[Records excerpted from a collection]

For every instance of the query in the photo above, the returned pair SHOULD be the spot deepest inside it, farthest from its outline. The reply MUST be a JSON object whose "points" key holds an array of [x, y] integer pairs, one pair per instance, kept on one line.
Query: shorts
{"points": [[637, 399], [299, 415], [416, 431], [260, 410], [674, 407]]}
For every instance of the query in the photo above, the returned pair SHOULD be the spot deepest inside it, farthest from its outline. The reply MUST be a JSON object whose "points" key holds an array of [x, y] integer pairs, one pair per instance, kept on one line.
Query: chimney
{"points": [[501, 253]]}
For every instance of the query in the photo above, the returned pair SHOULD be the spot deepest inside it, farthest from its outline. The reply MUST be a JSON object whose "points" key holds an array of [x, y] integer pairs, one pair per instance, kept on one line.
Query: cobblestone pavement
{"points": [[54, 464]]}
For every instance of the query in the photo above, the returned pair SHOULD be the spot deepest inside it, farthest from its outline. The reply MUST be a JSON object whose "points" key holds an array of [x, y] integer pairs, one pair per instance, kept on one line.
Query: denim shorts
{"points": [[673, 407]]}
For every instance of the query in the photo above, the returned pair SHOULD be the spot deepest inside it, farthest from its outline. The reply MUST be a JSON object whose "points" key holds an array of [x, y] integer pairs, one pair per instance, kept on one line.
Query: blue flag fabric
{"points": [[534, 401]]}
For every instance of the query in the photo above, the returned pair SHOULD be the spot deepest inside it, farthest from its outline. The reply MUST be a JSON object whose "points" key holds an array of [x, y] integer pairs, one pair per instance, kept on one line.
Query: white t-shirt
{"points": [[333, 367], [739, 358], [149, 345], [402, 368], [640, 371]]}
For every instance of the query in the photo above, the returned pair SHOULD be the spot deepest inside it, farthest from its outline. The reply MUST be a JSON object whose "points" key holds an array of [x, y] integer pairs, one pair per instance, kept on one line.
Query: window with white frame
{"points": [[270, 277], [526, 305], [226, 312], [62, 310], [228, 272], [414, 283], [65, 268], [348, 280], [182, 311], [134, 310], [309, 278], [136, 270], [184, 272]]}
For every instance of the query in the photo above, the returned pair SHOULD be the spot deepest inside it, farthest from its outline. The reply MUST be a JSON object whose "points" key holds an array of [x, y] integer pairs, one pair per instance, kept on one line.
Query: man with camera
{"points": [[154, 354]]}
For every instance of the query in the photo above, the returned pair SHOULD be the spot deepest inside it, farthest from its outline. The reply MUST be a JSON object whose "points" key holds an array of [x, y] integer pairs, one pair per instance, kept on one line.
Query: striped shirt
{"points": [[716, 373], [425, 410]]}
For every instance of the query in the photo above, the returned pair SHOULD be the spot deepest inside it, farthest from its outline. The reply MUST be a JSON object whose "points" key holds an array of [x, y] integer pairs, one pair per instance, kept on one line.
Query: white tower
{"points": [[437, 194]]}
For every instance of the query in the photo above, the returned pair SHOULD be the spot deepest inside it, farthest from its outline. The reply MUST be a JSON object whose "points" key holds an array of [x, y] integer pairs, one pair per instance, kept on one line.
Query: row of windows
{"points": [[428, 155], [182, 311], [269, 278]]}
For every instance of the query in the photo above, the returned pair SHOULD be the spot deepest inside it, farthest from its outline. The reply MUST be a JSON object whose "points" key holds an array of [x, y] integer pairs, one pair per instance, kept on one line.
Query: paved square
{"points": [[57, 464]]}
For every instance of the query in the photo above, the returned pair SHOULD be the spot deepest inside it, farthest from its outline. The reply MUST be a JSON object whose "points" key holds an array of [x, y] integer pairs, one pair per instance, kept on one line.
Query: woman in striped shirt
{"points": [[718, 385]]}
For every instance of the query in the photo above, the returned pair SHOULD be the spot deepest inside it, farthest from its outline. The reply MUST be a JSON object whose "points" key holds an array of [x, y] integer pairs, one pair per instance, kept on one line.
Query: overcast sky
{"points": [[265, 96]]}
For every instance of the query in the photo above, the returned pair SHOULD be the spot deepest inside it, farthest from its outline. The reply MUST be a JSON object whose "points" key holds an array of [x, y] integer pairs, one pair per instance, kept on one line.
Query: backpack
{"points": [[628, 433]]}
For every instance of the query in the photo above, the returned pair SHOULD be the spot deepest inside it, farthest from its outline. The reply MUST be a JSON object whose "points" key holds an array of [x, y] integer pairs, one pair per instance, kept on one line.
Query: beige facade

(Short exercise) Print the records once more, exactly as they were given.

(In response)
For every instance of the query in the photo above, the returned pair SHOULD be the spot deepest inside it, farthest from its outline. The reply MUST be a JSON object whose "points" key holds an array of [x, y] integer pairs, one pair per instance, kept on one line.
Query: shorts
{"points": [[637, 399], [299, 415], [416, 431], [260, 410], [674, 407]]}
For every instance of the query in the photo above, the returned pair SHOULD be the spot deepest inside it, farthest from its outline. The reply MUST be a JSON object whose "points" key holds an array of [x, y] integer pairs, one pair per instance, kept on one line.
Query: chimney
{"points": [[501, 253]]}
For every instance of the query in the photo above, the returned pair SHOULD be the spot deepest inside it, farthest from its outline. The reply MUST be a JSON object whose "points" key holds an array of [x, y] integer pairs, one pair per instance, kept on one line.
Query: cobblestone pavement
{"points": [[54, 464]]}
For every instance of the query in the photo above, the returned pair SHOULD be the spot deepest inside it, farthest from its outline. The reply MUST be a JSON object whose "points" key holds an array of [x, y] integer pairs, one pair per instance, kept on one line.
Query: denim shorts
{"points": [[673, 407]]}
For every instance of the query in the photo above, the returned pair SHOULD be the spot deepest inside it, farthest from its outline. The reply MUST be a JSON object whose "points" key holds an array of [x, y] integer pairs, one pair per instance, kept on one line.
Query: blue flag fabric
{"points": [[534, 401]]}
For every instance of the query in the photo above, the returned pair SHOULD be the spot deepest inside it, farthest from its outline. The reply MUST be a JSON object whose "points" key holds an array of [x, y] integer pairs, one pair per instance, kept on one line.
Query: white t-shirt
{"points": [[333, 367], [739, 358], [149, 345], [402, 368], [640, 371]]}
For every instance of the query in the photo above, the returned pair SHOULD be the spot deepest inside it, farthest from its outline. The reply MUST be a JSON object whose "points" key holds an array of [x, y] integer pairs, one pair per instance, kept on one line.
Query: window with white frame
{"points": [[270, 277], [526, 305], [226, 312], [62, 310], [228, 272], [414, 283], [65, 268], [348, 280], [182, 311], [134, 310], [309, 278], [136, 270], [184, 272]]}
For every instance of the query in the photo above, the returned pair SHOULD be the spot deepest inside it, farthest from its outline. The reply MUST be a JSON object whose "points" key holds an array of [x, y] integer pairs, one pair per instance, kept on one line.
Query: man with camera
{"points": [[154, 354]]}
For every instance of the query in the photo above, the returned pair SHOULD be the spot deepest inside it, farthest from its outline. The reply MUST be a JSON object whose "points" key holds an array of [x, y] integer pairs, one pair per instance, kept on one line.
Query: striped shirt
{"points": [[716, 373], [425, 410]]}
For every instance of the query in the photo above, the returned pair SHOULD be the spot deepest inside it, farthest from its outline. The reply MUST be a JSON object whose "points" key holds an array of [x, y] integer pairs, one pair per instance, kept on one line.
Query: white tower
{"points": [[437, 194]]}
For every instance of the query in the photo above, the returned pair SHOULD be the spot deepest inside it, farthest from its outline. The reply MUST be a JSON object whose "points" key holds an array of [x, y] integer pairs, one pair per instance, kept on one line.
Query: row of windows
{"points": [[428, 155], [182, 311], [269, 278]]}
For every instance of the query in the photo above, the returned pair SHOULD be the spot deepest inside it, farthest from its outline. The reply MUST be a JSON object whose "points" key holds an array of [x, y] integer pairs, one pair per instance, kept on one line.
Query: paved square
{"points": [[57, 464]]}
For every instance of the query in the photo above, the returned pair SHOULD be the spot deepest inside it, farthest from its outline. The reply MUST be a JSON object whose "points" key holds an array of [x, y] integer pairs, one pair per instance, kept on one line.
Query: woman in striped shirt
{"points": [[718, 385]]}
For every instance of the query in the photo above, the returned pair SHOULD be the spot deepest inside it, farthest from its outline. The reply MUST be a JSON object whose "points" key holds an array of [x, y] integer pairs, one pair per instance, kept on one line.
Query: overcast sky
{"points": [[265, 96]]}
For every instance of the query in the photo above, the returned pair SHOULD be the spot deepest inside it, farthest from its outline. The reply MUST be a JSON object whose "points" key holds an array of [x, y] integer pairs, one pair per instance, kept on one line.
Query: backpack
{"points": [[628, 433]]}
For every instance of the query in the photo above, the returned pair SHOULD be the spot deepest inside it, farthest from its outline. The reply MUST be a JSON object whose "points" key holds an array of [x, y] integer pairs, one pair per instance, kept on one line.
Query: beige facade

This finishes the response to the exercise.